##### Entries supplied #####
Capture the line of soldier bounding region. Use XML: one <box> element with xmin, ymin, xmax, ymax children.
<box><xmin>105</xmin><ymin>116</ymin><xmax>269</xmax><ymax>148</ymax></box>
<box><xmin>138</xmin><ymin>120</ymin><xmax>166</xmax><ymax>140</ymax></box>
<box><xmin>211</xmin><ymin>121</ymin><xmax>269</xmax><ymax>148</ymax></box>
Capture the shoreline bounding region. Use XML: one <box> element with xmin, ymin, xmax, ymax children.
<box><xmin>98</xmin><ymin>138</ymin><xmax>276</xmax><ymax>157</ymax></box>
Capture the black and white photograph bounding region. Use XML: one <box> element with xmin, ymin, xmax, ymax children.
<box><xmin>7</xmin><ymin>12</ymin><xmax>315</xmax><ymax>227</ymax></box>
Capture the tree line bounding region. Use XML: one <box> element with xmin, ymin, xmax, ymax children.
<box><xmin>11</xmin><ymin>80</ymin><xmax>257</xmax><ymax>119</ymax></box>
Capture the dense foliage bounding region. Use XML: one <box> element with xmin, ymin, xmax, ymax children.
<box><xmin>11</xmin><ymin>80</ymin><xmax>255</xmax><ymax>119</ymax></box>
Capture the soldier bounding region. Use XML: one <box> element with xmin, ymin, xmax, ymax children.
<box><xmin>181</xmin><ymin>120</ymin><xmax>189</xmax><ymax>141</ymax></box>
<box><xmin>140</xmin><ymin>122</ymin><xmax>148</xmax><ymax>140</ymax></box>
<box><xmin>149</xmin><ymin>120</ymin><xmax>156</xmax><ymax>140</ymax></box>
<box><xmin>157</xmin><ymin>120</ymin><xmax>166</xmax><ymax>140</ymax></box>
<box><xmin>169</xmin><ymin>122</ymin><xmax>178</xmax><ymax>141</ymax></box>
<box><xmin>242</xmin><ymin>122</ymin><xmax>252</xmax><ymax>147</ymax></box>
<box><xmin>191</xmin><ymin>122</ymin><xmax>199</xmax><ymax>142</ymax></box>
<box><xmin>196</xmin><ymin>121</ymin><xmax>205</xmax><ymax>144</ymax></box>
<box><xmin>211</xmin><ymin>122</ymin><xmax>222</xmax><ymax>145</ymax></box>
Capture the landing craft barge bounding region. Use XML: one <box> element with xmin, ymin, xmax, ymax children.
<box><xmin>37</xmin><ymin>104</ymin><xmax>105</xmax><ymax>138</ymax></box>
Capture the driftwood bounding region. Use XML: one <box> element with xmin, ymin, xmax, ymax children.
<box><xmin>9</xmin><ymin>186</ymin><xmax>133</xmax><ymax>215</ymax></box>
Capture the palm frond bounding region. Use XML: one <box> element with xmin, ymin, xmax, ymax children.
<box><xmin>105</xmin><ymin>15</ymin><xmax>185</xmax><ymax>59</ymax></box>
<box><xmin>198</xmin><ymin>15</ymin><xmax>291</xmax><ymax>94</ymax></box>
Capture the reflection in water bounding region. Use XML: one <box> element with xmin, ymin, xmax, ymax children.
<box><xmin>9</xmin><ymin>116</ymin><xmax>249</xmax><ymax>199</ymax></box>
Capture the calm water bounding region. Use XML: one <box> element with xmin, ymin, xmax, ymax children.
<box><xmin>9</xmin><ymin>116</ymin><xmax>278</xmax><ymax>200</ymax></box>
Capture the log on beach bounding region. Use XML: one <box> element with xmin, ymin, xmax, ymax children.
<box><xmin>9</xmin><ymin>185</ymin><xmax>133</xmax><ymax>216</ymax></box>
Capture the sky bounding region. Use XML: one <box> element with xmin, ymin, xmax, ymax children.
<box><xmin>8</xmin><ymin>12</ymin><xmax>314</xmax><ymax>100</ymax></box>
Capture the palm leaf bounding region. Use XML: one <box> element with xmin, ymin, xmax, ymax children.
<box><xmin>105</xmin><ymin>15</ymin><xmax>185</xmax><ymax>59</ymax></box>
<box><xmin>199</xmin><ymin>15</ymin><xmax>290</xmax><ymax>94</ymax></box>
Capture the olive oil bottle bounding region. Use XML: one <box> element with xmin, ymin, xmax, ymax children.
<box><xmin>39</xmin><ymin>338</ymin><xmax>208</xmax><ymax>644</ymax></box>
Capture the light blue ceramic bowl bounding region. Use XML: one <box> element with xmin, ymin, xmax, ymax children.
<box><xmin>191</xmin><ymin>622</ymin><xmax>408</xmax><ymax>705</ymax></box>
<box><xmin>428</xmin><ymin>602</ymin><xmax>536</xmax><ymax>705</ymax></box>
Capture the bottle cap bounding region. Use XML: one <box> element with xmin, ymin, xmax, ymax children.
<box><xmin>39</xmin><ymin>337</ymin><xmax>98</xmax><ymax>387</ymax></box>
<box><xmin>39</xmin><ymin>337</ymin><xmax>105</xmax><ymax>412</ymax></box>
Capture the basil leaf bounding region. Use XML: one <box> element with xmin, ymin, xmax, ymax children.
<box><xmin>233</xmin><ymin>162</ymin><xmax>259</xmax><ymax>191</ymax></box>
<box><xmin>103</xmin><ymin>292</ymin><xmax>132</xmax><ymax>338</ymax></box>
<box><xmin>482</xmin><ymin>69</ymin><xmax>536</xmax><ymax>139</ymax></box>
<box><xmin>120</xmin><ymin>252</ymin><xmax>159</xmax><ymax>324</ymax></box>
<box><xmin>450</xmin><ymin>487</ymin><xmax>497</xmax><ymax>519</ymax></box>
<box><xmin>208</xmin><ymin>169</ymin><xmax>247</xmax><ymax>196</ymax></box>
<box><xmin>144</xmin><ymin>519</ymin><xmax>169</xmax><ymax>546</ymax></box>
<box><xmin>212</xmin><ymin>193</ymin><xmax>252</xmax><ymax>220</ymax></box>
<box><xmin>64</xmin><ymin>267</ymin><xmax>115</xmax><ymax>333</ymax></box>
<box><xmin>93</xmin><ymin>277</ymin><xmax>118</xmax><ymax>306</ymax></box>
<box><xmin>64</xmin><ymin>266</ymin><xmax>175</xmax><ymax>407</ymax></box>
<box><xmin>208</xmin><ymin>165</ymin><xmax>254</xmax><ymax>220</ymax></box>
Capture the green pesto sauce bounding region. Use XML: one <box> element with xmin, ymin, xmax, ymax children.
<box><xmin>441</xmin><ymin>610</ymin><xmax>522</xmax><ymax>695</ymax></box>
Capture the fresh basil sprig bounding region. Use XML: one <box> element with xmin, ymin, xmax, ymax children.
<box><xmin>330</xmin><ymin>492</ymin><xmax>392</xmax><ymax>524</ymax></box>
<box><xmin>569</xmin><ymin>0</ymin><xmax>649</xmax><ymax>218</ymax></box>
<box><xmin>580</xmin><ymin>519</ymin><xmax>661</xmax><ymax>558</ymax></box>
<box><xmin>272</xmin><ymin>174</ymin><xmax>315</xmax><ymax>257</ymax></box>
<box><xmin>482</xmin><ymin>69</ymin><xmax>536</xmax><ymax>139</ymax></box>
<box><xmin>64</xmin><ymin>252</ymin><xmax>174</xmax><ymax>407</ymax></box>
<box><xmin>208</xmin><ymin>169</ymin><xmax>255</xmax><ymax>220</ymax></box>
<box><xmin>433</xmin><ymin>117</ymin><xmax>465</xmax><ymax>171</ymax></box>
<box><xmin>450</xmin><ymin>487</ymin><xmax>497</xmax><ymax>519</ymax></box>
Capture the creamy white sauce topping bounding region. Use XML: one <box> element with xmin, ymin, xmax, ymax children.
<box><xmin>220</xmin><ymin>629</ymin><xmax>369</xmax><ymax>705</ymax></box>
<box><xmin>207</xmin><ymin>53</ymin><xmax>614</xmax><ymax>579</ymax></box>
#####
» Exercise objective: Pull out every line of the entries above that contains the word "water".

» Expected answer:
Capture the reflection in water bounding region. Use XML: one <box> element with xmin, ymin, xmax, ymax children.
Capture the calm water bounding region. Use XML: one <box> element with xmin, ymin, xmax, ymax children.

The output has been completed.